◆ The problem ◆
The exercise asks you to copy every line below in which "localization" appears.
Provided records Start Marker
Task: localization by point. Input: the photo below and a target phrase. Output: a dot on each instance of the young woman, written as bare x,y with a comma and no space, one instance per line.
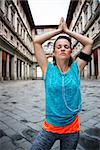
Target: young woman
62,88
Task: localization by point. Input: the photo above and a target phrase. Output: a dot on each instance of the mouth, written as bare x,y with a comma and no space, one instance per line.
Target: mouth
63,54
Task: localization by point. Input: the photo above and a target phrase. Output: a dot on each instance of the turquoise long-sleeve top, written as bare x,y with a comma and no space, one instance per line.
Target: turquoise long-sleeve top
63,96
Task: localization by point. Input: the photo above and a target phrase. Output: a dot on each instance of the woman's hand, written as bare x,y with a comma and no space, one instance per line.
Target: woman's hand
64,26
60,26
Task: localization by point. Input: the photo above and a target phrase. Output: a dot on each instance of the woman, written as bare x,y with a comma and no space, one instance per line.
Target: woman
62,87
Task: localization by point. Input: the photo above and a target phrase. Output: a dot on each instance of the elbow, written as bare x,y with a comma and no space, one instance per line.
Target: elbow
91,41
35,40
Provided records End Marker
Provided records Start Marker
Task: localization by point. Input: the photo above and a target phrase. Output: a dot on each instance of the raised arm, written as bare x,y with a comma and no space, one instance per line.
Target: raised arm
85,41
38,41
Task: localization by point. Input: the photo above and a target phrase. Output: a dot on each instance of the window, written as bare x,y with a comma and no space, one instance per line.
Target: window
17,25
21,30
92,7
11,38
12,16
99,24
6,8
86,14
Provided records End Marker
◆ Response to this task ◆
Task: localization by point. Input: the photo below and a target phrase. Output: a dot on each instance of the young woman, written as bare x,y with a comma and no space, one instance per line.
Task: localization by point. Input: the photo above and a target phrase. Output: a dot on each instance of the mouth, written as bare x,y with a comma and no space, one instance per line.
Task: localization by point. Input: the photo above and a target phrase. Output: a dot on each instance of the turquoise long-sleeve top, written as bare x,y with a comma and no space, one instance per line.
Task: localization by point. Input: the photo above and a target phrase. Output: a dot on each instance of the woman's hand, written as bare x,y with a comma and no space, one instance per line.
Task: localization by point. Input: the photo above and a target phrase. Output: a dot on each instance of the woman, written as bare x,y with a comma and no space, one instance per line.
Task: localization by point. Input: the photo above and a target phrase. Output: a dot on each instance of the elbow, written as bare x,y with a comma and no space, one instance per line.
Task: localization by point. Input: the photo above and a target phrase. Output: a dot on each instance of the raised arm, written as bare x,y with a comma and no space, one instance per line.
Task: localization by point. Input: the photo above and a target phrase. Output: a dot on each instance of the window, written as bare x,y with a comma and no space, one instance per line.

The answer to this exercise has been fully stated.